• **TO DO**: In the data below, find the line containing "The component shall locate the brown horse and", then set down that line and every later line up to and including the line containing "The component shall locate the fence post", exactly.

• **Image-grounded pointing data**:
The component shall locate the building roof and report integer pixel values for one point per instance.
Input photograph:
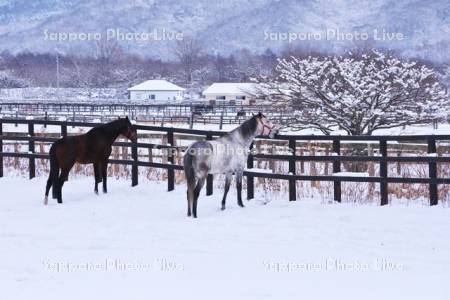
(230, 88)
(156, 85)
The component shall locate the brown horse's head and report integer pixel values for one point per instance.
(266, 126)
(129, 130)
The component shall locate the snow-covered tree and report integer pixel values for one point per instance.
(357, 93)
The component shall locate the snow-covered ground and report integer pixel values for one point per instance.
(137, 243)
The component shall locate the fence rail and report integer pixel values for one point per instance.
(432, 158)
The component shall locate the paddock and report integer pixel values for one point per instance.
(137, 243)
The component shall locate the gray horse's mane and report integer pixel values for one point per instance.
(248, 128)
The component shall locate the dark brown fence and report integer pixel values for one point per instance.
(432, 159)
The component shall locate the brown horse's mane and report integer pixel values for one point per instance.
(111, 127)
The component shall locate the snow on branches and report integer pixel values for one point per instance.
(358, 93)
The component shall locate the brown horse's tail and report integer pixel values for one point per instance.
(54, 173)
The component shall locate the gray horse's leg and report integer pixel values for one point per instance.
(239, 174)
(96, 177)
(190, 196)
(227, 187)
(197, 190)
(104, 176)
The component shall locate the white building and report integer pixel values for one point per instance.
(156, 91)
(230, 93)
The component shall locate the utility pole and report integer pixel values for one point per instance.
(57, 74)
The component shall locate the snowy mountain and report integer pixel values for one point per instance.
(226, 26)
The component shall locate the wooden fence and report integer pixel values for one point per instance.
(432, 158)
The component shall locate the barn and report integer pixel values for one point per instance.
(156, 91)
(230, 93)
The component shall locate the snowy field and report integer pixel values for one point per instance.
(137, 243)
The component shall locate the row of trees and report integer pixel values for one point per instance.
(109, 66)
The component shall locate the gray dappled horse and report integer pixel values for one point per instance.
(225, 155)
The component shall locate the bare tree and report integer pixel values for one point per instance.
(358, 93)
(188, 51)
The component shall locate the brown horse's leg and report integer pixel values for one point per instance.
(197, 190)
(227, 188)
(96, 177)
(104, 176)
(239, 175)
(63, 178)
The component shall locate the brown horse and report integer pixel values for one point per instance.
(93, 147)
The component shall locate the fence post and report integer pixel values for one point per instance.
...
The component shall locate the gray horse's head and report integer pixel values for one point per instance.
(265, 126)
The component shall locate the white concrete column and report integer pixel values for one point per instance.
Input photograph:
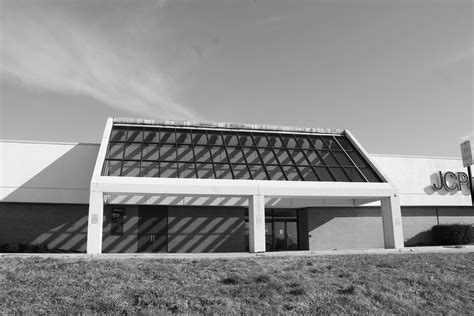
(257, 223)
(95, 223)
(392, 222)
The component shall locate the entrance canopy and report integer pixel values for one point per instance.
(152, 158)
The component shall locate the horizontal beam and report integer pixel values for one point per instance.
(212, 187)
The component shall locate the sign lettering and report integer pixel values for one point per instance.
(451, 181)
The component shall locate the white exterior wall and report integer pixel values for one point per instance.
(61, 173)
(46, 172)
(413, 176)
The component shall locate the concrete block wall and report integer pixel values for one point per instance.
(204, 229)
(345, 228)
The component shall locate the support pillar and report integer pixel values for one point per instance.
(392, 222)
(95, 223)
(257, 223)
* * *
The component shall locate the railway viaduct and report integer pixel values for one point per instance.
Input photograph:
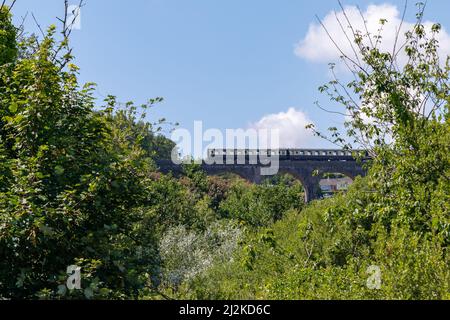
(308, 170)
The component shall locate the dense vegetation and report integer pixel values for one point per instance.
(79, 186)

• **EXPECTED ANSWER**:
The component shall locate the brown horse and report integer pixel values for one point per instance.
(93, 147)
The component shall locate the fence post and report integer pixel values for one point per instance.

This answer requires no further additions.